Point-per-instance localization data
.....

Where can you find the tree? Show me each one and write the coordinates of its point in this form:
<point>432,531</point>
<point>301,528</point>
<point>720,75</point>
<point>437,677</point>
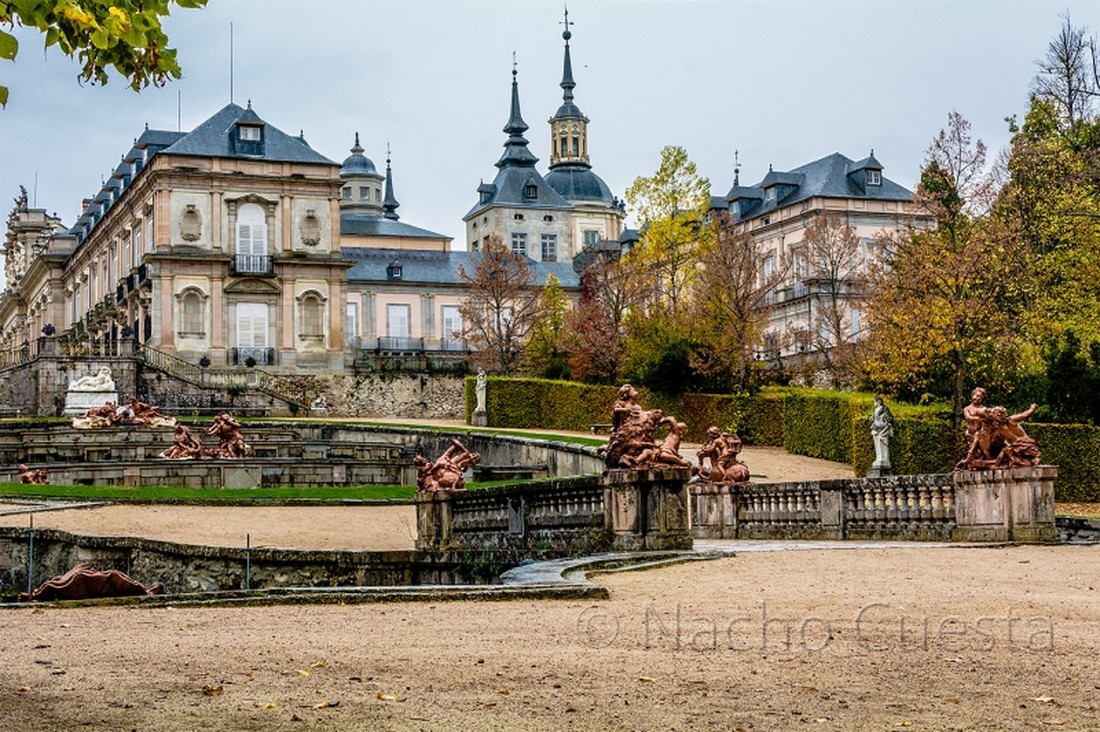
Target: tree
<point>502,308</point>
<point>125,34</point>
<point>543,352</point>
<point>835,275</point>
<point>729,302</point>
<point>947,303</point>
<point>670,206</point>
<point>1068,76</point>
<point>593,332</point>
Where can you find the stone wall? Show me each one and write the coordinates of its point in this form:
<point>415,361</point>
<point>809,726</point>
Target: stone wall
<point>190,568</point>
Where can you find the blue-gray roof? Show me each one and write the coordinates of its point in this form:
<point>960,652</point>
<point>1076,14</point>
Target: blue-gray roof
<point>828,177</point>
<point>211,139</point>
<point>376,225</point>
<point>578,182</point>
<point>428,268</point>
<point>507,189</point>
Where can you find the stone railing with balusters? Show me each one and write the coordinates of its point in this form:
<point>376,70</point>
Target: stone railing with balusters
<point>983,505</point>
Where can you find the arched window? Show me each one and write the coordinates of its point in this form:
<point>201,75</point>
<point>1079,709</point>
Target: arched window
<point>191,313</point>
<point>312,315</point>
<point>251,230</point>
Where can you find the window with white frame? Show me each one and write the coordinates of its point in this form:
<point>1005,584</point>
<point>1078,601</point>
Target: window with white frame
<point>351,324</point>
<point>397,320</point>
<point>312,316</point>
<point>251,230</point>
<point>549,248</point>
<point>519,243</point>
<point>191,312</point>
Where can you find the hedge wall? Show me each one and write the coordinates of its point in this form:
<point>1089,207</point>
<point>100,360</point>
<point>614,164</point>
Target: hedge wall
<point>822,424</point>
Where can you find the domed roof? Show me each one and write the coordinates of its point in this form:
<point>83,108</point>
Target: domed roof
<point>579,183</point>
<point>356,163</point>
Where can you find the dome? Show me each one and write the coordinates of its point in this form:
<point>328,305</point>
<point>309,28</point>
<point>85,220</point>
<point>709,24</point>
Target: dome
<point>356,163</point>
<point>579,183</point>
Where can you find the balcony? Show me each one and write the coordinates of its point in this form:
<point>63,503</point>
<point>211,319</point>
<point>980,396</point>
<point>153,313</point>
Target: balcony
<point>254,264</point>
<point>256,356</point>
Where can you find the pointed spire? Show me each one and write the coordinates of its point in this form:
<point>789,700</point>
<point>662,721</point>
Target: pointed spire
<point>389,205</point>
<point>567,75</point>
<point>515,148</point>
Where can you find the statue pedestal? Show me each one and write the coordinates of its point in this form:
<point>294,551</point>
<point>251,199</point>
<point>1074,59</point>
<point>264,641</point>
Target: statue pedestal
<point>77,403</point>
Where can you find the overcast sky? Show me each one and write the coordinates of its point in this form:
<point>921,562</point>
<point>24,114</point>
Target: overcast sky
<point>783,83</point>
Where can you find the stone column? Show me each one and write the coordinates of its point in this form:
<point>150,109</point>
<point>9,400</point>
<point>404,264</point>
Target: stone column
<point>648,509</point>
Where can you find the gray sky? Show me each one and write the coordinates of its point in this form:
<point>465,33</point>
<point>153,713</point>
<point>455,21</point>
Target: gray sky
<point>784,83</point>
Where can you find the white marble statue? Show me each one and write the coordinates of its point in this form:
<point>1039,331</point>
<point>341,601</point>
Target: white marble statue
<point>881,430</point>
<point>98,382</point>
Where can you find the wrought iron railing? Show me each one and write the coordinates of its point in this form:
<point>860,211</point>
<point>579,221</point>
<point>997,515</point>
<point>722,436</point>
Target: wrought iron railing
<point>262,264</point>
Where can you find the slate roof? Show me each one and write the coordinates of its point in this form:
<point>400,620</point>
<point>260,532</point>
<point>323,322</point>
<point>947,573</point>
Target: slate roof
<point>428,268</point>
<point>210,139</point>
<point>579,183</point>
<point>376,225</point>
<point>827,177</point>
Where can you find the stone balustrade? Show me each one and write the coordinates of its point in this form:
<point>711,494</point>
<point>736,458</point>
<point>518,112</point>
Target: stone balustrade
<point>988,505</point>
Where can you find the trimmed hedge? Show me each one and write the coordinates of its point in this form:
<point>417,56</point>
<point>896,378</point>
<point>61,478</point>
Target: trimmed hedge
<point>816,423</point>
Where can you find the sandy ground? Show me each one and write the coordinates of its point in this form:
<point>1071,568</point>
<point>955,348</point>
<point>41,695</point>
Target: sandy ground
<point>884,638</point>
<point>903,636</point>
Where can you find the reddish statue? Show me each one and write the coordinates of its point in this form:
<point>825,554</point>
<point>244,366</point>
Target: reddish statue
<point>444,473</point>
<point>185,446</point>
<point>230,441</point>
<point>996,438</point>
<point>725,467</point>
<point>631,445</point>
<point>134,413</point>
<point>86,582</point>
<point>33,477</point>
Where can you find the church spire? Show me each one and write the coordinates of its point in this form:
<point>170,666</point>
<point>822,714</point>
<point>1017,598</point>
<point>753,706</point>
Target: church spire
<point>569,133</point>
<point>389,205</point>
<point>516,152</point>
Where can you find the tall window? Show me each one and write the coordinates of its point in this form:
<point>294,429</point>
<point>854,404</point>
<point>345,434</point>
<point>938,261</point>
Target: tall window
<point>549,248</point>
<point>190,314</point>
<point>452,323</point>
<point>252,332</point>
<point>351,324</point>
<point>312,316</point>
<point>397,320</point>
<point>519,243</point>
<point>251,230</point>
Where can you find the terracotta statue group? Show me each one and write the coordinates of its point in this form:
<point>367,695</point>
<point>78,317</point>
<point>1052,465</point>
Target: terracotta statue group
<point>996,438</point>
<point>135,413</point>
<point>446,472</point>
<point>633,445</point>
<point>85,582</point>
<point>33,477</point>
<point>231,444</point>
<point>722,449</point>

.....

▶ **The task**
The line containing "Target: tall window" and all lines after it, through the end of the entries above, are to be returned exactly and alone.

▶ **Output below**
Target: tall window
<point>549,248</point>
<point>190,314</point>
<point>452,323</point>
<point>252,332</point>
<point>351,324</point>
<point>312,316</point>
<point>397,320</point>
<point>519,243</point>
<point>251,230</point>
Where can you find the terracotta statue group? Show me each one and write the coordinates of its point in this form:
<point>367,695</point>
<point>78,317</point>
<point>1052,465</point>
Target: terracotta statue group
<point>996,438</point>
<point>135,413</point>
<point>446,472</point>
<point>633,445</point>
<point>85,582</point>
<point>33,477</point>
<point>231,444</point>
<point>722,449</point>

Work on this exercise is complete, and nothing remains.